◆ TEXT EXCERPT:
-- Begin --
So if it works so well, then why would we ever need CL one might ask? Doing math for all these models is great, everything agrees, but in practice, things like airflow measurement, or air fuel ratio measurement are an inherently difficult problem. Tuners drive around and scan and know what to adjust when. Normal people dont do that, they hop in and just want it to work, without scanning, analysis, and reflashing their car's computer. Thus, CL became that automatic tuner. It looks at data from different sensors, and if it consistently points at a new better setting, it adjusts. It's a perpetual feedback loop, not so commonly refered to as the Closed Loop. This model of course has its limits. While it will adjust to things like weather changes, or driving through the Rockies, it will not adjust for racing camshafts, huge heads, changes of displacement, and other significant changes to the airflow. Car's computer is willing to adjust, but also must be able to detect hardware failures. To a computer, airflow reading way out of its usual range is flagged as an abnormal event that should be looked at, while to a human it just might mean we put some heads on it. Computer has no way of knowing which one it is, we must tell it.

If you read and understood the last two paragraphs, you might have noticed, that a human tuner, and CL mechanisms (fuel trims) have the same function: to observe and adjust airflow changes. If you think about it, what we usually call the OL tuning method, is really CL--except that the mechanisms doing the adjustments are not automatic and computerized, but human, and done outside of the system.

This brings me to conclusions: in part 1 of this writeup we learned that MAF mode doesn't really work off MAF alone, and now we learned that Open Loop is a human powered Closed Loop.
-- End --
◆ STATED GOAL 1:
Translate this sentence from the closed-loop tuning passage into Spanish: "This model of course has its limits."
◆ STATED GOAL 2:
Rewrite the section of the closed-loop tuning passage starting at "If you read" and ending at "of the system.", replacing "fuel trims" with "trim adjustments".
The entries on this page come from a different source than the closed-loop tuning passage.

◆ EXTRACTED MATERIAL:
-- Begin --
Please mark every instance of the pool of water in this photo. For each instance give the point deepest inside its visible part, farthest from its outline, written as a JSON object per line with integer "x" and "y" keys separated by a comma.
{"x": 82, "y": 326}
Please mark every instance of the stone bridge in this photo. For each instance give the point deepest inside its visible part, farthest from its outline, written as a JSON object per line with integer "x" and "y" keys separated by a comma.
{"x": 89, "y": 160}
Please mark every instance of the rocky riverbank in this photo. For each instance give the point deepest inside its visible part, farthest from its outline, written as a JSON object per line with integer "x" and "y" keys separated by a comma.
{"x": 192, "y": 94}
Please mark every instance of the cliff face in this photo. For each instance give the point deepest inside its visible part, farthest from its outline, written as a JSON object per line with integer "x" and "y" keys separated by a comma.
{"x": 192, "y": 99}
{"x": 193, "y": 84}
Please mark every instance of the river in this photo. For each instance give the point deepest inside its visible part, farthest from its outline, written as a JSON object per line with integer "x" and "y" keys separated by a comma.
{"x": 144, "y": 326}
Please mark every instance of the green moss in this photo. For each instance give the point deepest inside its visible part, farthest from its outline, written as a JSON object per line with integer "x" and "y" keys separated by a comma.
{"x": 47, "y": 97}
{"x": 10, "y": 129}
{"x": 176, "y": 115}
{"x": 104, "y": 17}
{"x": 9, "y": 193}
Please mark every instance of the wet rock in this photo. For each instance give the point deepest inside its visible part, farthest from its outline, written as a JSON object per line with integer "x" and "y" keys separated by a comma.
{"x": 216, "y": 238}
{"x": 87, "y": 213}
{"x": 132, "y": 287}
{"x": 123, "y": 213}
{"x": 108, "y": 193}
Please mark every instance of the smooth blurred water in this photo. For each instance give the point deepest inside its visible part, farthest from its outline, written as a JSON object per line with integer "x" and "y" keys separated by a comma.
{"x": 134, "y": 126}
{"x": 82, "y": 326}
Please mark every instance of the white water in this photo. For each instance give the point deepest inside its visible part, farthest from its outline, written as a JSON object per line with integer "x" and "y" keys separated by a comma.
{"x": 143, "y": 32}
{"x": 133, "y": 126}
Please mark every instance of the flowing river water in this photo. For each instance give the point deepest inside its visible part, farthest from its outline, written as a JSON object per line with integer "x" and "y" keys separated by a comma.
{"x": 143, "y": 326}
-- End --
◆ CORRECT ANSWER 1:
Este modelo, por supuesto, tiene sus límites.

◆ CORRECT ANSWER 2:
If you read and understood the last two paragraphs, you might have noticed, that a human tuner, and CL mechanisms (trim adjustments) have the same function: to observe and adjust airflow changes. If you think about it, what we usually call the OL tuning method, is really CL--except that the mechanisms doing the adjustments are not automatic and computerized, but human, and done outside of the system.